§ **Artigo**
/---
31 Outubro 2024
No passado dia 24 de outubro foi celebrada a missa fúnebre do teólogo Gustavo Gutiérrez na Basílica do Santíssimo Rosário, de Lima. Publicamos a homilia do arcebispo local, D. Carlos Castillo Mattasoglio, na ocasião.
O texto é de Carlos Castillo Mattasoglio, publicado por Settimana News, 29-10-2024.
Queridos irmãos e irmãs,
estamos aqui como testemunhas de uma história muito concreta, que em nossas vidas foi atravessada pela Cruz do Senhor e pela sua Ressurreição, graças à palavra, ao incentivo, à companhia, ao testemunho e ao ministério do nosso querido Gustavo. Seria estranho se aqui fôssemos pessoas que não fossem tocadas pelo poder da sua palavra, porque é a Palavra do Senhor. Gustavo, pela experiência humana que viveu, sempre soube, com grande espírito de disponibilidade diante do Senhor, desde muito jovem, deixar-se questionar − como dizia: “perguntar” − por aquela palavra que ele sempre colocou no centro da vida do ser humano.
Aqui temos pessoas de comunidades cristãs, padres, religiosos, bispos, mas também temos uma população de fiéis e alguns amigos de Gustavo, que não necessariamente se enquadram no horizonte altamente restrito que às vezes temos da Igreja, com limites claros e fechado em si mesmo. Gustavo, desde muito jovem, sempre esteve em contato com pessoas que pertenciam a diferentes horizontes, e soube dialogar com elas, fazer amigos e reconhecer uma presença do divino em tudo o que é humano.
Por isso estamos todos aqui hoje: cristãos, amigos da Igreja, inclusive alguns amigos muito distantes que talvez não acreditem, mas que sentiram em suas vidas a santa humanidade do nosso querido Gustavo. E viemos agradecer a Deus pela sua vida, e à Vida pela sua vida, porque sabemos que quando alguém marca a nossa vida, a única coisa que nos resta é ser grato, e viver uma vida grata. Isto é o que significa ter fé, não tanto para acreditar em Deus, mas sim para confiar que Ele acredita em nós e que, através do seu dom gratuito de amor, podemos deixar-nos guiar pelo Espírito para nos guiar, pequenos aos poucos, de forma criativa, ao serviço do significado profundo que este dom nos dá.
Ser cristão significa acolher o dom, não criar para nós mesmos imagens de Deus que depois se tornam uma série de práticas e imaginações, e então, portanto, confessar o que criamos. Ser cristão significa acolher na nossa vida o dom misericordioso de Deus, representado fundamentalmente pelo dom generoso de Jesus como dom do Pai; significa deixar-se levar pelo que Gustavo chamou de “a gratuidade do amor de Deus” e que hoje o Papa Francisco reiterou em sua encíclica sobre o Coração de Jesus. O Papa chama de “dom gratuito”, e Gustavo chama de “gratuidade”. do amor de Deus.
\---
§ **Linhas apresentadas**
/---
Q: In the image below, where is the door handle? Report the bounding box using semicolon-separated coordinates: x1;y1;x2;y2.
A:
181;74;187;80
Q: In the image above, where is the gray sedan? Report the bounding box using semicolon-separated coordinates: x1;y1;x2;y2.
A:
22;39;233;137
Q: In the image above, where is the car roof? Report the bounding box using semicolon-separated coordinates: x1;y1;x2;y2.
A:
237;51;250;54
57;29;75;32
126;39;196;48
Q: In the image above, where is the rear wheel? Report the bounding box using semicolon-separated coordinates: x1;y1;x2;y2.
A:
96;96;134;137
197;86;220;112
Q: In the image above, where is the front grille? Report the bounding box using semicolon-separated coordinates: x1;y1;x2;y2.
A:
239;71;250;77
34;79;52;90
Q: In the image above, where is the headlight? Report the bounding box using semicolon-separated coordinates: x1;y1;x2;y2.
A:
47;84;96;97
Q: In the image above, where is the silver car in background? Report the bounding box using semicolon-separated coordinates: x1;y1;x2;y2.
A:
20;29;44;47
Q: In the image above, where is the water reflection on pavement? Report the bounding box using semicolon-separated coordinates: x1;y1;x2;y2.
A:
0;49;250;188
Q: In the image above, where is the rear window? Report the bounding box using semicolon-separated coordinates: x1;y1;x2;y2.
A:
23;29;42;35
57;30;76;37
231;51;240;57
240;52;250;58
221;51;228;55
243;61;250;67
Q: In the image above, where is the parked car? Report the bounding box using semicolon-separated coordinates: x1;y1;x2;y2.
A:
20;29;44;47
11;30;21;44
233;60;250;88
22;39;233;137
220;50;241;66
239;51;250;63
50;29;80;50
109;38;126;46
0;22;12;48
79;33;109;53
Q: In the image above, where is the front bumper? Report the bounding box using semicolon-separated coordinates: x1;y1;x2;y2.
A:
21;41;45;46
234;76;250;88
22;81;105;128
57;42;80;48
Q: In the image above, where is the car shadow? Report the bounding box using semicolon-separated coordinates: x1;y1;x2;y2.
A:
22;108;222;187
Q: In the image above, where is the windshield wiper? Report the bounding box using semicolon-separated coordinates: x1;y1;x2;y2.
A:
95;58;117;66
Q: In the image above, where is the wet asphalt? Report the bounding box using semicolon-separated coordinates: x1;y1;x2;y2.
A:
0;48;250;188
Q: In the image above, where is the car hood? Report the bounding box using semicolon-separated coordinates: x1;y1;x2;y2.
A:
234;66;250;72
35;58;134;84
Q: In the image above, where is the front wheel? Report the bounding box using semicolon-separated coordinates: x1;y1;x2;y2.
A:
\---
§ **Tarefa breve**
Prossiga a homilia da missa fúnebre de Gustavo Gutiérrez a partir da última frase apresentada.

§ **Resultado do exercício**
Se não somos amados livremente, a vida não tem sentido, porque a vida só teria o sentido “limitado” que podemos dar-lhe, que é sincero como forma de encontrar algo na existência, mas é insuficiente, porque nós o criamos. E o que Gustavo nos ensinou é aceitar o dom da revelação; e se ele não foi explícito, como muitos de nós que estamos aqui, e nos tornamos ministros como ele, outros que, talvez, não entendessem muito, sentiram a sua presença como um dom, e assim Jesus entrou em suas vidas. E sendo seus amigos, continuam a seguir o mesmo caminho que percorremos como Igreja, de serviço aos pobres, de justiça e de compromisso com a vida.
Por isso, no Evangelho que lemos (Lucas 12,49-53), Jesus, cheio da alegria do Espírito Santo, agradece a Deus, porque o Senhor do céu e da terra escondeu estas coisas aos sábios e instruídos e revelou-os aos mais pequenos. E esta é a decisão do Senhor, esta é a escolha do Senhor, este é o fundamento da opção preferencial pelos pobres.
É verdade que esta opção preferencial sempre esteve presente na história da Igreja. Mas é importante que padre Gustavo tenha tomado isso como base para caminhar neste mundo, em que a injustiça, a pobreza, a marginalização, a intolerância, a ditadura, o desprezo e os maus-tratos querem se impor. Fizeram-no em muitas épocas, mas também se impõem na nossa, em que temos o dever de humanizar a humanidade com os mesmos sentimentos de Jesus Cristo.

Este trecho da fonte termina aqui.